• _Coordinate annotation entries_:
☆ ☆ ☆ ☆
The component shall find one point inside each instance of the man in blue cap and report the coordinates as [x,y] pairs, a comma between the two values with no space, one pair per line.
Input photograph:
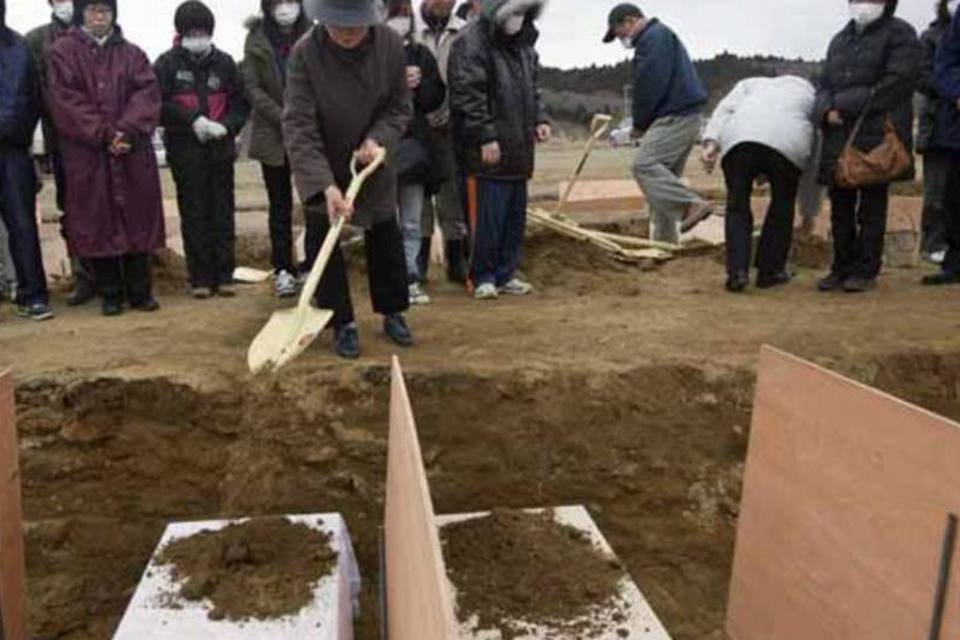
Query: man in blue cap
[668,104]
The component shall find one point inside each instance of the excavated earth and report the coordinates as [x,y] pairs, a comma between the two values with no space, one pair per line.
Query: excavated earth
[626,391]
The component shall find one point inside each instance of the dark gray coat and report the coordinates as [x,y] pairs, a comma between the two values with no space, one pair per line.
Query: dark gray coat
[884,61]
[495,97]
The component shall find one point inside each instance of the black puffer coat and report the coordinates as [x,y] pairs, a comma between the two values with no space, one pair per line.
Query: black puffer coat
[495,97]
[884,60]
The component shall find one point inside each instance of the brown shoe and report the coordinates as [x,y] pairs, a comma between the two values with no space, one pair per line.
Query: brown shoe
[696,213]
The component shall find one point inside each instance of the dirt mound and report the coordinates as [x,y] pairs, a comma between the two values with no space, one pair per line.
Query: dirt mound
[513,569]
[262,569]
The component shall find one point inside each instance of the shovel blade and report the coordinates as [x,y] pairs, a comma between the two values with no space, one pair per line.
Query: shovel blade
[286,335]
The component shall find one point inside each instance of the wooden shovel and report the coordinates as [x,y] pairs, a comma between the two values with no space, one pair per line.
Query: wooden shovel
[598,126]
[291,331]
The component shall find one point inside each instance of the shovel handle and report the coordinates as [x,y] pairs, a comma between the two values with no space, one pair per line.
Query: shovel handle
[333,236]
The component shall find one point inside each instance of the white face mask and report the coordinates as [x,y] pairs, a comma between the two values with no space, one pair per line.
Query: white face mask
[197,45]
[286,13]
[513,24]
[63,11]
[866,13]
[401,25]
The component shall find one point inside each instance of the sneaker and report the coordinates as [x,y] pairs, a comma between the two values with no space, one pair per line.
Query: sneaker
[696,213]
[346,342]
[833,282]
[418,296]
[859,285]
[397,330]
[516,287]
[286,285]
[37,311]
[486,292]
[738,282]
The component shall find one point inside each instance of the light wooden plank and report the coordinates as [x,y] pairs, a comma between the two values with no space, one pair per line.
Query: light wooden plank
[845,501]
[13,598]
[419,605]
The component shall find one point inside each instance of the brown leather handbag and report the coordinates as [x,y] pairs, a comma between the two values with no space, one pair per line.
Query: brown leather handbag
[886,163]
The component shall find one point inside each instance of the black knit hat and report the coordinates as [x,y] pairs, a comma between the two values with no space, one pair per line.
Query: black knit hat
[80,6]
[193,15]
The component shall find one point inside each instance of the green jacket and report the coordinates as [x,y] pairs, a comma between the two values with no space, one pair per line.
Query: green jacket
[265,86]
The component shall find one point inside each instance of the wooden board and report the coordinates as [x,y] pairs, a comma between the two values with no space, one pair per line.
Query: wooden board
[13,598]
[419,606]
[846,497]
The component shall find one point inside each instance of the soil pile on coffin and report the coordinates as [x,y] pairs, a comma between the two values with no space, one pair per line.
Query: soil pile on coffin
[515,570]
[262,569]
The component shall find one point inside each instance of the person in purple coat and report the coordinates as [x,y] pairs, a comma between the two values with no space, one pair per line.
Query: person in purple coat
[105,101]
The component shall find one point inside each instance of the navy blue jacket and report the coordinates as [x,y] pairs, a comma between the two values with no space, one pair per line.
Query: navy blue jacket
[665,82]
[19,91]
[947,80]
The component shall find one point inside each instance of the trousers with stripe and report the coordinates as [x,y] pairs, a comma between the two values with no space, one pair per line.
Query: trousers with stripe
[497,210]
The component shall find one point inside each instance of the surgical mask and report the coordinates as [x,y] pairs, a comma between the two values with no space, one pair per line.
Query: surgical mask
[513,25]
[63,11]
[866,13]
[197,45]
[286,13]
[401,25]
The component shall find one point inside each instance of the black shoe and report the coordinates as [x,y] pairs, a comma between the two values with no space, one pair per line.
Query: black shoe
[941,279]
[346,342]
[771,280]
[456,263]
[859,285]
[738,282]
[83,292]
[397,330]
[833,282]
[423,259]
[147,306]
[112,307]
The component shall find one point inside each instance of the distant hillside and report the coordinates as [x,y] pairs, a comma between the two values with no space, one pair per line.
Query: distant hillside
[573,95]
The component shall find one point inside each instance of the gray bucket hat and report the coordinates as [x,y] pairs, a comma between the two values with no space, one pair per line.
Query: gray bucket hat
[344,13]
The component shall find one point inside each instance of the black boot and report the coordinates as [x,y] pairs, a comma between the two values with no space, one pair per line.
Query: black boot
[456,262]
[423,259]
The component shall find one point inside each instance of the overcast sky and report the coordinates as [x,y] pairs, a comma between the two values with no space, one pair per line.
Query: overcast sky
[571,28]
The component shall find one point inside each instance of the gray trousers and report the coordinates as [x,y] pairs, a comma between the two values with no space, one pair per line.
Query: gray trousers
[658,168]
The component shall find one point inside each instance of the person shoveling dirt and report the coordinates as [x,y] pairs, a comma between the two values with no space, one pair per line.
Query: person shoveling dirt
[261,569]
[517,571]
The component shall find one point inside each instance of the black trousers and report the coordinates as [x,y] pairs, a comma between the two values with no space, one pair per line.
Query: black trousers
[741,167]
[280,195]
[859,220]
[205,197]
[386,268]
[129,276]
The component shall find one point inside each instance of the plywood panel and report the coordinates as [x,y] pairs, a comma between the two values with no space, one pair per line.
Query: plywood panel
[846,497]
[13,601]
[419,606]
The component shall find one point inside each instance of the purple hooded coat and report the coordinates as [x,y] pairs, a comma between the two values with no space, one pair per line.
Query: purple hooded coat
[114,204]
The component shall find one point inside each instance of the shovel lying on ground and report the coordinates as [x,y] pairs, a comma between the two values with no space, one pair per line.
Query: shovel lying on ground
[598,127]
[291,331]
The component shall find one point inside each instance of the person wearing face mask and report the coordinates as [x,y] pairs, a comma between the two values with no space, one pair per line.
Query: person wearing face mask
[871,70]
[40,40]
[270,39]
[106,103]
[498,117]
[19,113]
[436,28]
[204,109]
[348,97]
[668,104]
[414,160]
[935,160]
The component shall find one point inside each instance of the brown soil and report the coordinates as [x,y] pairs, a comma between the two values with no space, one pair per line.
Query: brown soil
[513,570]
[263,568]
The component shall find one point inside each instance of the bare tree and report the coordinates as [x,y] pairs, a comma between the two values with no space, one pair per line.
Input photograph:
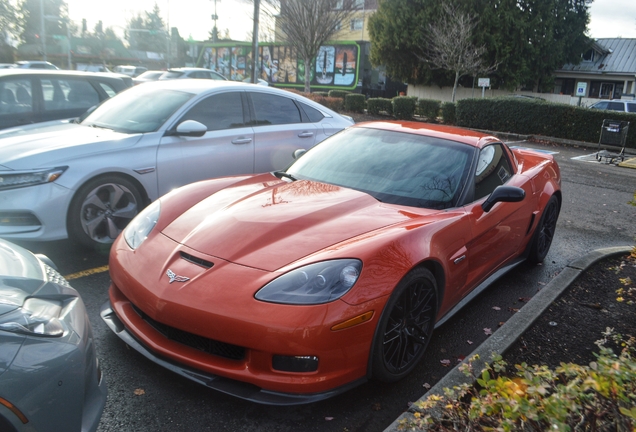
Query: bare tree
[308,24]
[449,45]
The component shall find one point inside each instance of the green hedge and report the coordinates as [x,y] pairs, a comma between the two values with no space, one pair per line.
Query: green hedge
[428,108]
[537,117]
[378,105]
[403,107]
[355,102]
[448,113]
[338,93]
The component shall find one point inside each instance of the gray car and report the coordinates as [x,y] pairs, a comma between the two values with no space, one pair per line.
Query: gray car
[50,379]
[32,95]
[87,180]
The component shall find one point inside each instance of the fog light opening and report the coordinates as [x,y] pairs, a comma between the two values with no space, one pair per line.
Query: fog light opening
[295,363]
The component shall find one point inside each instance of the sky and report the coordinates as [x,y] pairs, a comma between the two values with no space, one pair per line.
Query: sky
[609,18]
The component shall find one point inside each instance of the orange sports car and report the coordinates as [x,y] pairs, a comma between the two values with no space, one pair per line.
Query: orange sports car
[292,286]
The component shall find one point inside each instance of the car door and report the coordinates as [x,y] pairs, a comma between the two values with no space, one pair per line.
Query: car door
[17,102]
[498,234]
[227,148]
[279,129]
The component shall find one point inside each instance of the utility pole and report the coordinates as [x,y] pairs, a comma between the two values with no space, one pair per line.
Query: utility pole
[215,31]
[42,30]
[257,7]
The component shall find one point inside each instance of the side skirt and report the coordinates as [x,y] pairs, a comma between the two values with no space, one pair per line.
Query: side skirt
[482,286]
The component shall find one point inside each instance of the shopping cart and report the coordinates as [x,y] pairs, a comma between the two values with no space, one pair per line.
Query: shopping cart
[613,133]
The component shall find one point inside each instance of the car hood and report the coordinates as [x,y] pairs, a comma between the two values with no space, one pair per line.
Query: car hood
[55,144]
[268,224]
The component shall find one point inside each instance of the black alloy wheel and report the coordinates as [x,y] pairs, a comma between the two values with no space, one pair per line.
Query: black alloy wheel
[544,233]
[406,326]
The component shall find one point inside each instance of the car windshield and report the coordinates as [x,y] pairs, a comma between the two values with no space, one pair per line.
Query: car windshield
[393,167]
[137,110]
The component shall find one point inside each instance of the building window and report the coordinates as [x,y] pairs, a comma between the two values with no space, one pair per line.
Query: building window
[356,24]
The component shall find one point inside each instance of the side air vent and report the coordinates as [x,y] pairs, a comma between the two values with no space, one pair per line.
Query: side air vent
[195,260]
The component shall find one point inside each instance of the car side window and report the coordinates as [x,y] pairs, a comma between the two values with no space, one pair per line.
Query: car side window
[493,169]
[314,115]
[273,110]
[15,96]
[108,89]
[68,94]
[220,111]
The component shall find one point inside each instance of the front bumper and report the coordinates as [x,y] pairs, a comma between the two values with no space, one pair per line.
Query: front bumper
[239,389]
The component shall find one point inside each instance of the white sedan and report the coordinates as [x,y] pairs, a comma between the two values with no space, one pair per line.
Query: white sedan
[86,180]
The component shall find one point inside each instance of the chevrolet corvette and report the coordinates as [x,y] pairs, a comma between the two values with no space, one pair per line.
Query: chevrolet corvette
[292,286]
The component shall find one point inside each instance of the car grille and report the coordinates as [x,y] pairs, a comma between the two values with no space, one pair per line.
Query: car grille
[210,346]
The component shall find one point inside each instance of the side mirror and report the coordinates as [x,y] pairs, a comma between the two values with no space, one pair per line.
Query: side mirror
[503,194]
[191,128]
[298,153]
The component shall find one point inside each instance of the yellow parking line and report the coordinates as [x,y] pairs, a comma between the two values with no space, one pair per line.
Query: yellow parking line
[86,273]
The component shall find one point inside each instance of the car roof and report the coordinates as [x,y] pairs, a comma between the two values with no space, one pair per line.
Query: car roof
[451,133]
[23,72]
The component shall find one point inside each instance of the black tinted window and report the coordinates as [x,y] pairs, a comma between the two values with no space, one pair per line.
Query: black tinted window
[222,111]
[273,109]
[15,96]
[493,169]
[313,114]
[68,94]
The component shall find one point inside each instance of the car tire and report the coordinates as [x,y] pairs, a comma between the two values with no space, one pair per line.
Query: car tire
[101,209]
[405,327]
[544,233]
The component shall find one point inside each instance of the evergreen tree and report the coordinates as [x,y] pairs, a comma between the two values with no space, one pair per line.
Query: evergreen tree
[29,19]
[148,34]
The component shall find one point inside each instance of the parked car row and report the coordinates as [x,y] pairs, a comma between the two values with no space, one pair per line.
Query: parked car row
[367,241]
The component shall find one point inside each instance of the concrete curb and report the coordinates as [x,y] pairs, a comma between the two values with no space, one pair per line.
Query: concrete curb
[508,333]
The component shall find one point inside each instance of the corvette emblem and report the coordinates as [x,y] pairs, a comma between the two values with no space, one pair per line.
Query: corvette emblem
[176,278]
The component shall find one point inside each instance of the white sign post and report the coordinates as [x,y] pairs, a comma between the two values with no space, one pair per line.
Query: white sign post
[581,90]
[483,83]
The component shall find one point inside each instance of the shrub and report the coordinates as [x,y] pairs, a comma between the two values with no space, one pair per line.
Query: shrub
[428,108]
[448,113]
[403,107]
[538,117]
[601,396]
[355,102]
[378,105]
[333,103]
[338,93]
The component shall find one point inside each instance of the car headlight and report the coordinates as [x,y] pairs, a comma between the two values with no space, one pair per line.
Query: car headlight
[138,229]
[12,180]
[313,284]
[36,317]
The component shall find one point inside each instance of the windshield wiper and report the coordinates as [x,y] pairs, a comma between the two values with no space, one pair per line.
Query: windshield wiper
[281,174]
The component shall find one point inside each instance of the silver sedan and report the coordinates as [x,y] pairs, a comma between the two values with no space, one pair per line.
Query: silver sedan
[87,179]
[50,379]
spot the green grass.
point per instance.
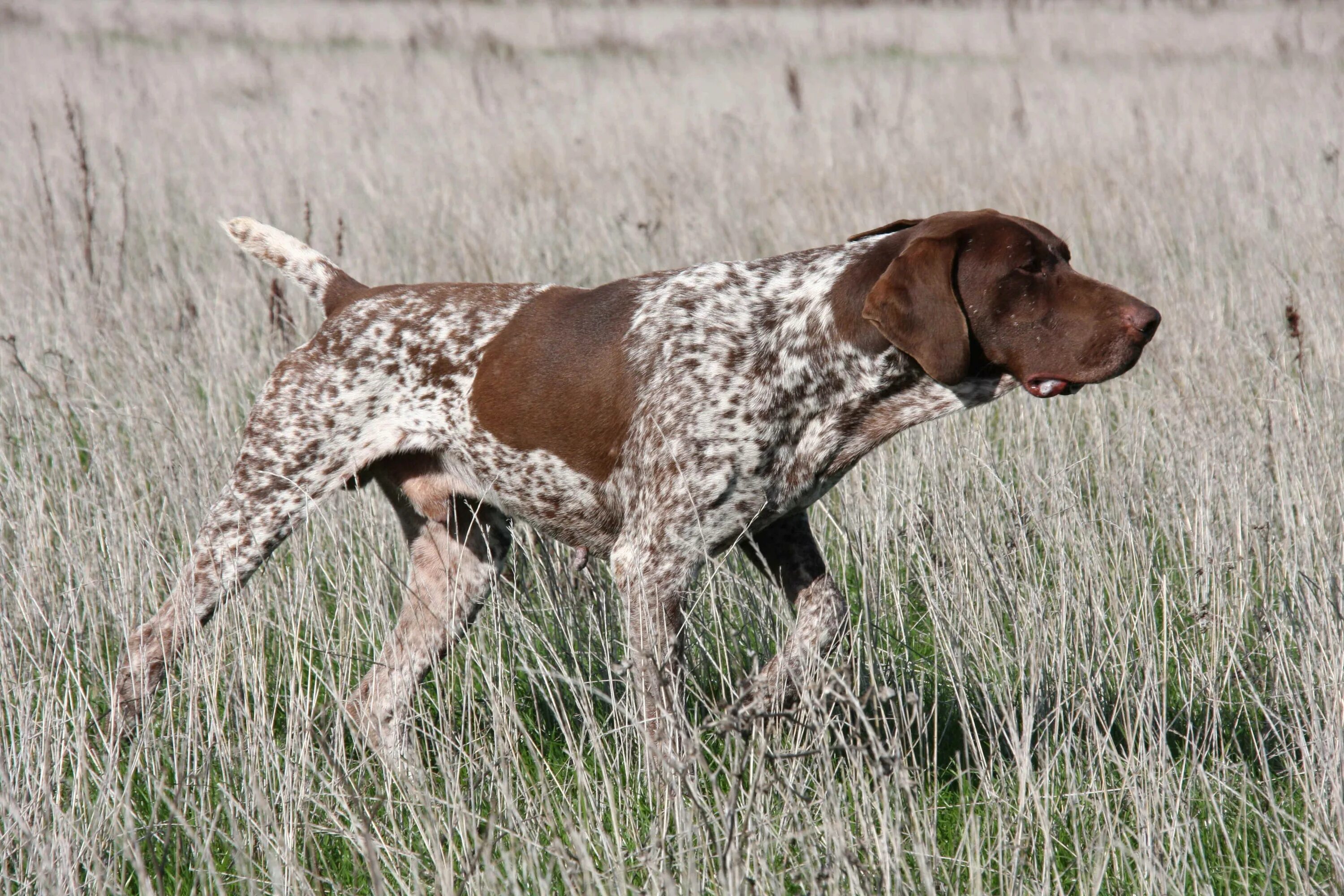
☆ ☆ ☆ ☆
• _DIRECTIVE_:
Write out, please, the lines of the listing above from the one with "of the concrete" through the very last, exactly as given and with no pictures.

• _THE ANSWER_:
The component shall find one point inside each instance of the concrete curb and report the coordinates as [x,y] pairs, a comma between the two values with no space, one pair per line.
Query: concrete curb
[508,333]
The component shall find one point inside each instance of the corvette emblem and report the coordinates as [x,y] pairs, a comma between the two values with no space, one pair per line.
Query: corvette emblem
[176,278]
The component shall find one point inside each instance of the white sign post and report the coordinates as [x,y] pairs, a comma between the two values with no space, one pair per line.
Query: white sign post
[581,90]
[483,83]
The component shall find one point inside each instance of the shrub and report the coordinates as [x,y] pairs, a comma between the two values with no space, one pair per line.
Query: shrub
[428,108]
[448,113]
[403,107]
[538,117]
[601,396]
[355,102]
[378,105]
[333,103]
[338,93]
The component shall find one point inside each instance of the car headlight and report the coordinates as [x,y] pairs, a comma between the two values with no space, one pair per line.
Query: car headlight
[138,229]
[12,180]
[313,284]
[36,317]
The component shall find one point inside each instance of the windshield wiper and report the coordinates as [x,y] pairs, a comma between the two values with no space, one pair per line.
Query: windshield wiper
[281,174]
The component shall find one point inside each instance of the silver sedan and report the coordinates as [x,y] pairs, a comma between the two values with no space, one pair per line.
Query: silver sedan
[87,179]
[50,379]
spot the green grass.
point per instance.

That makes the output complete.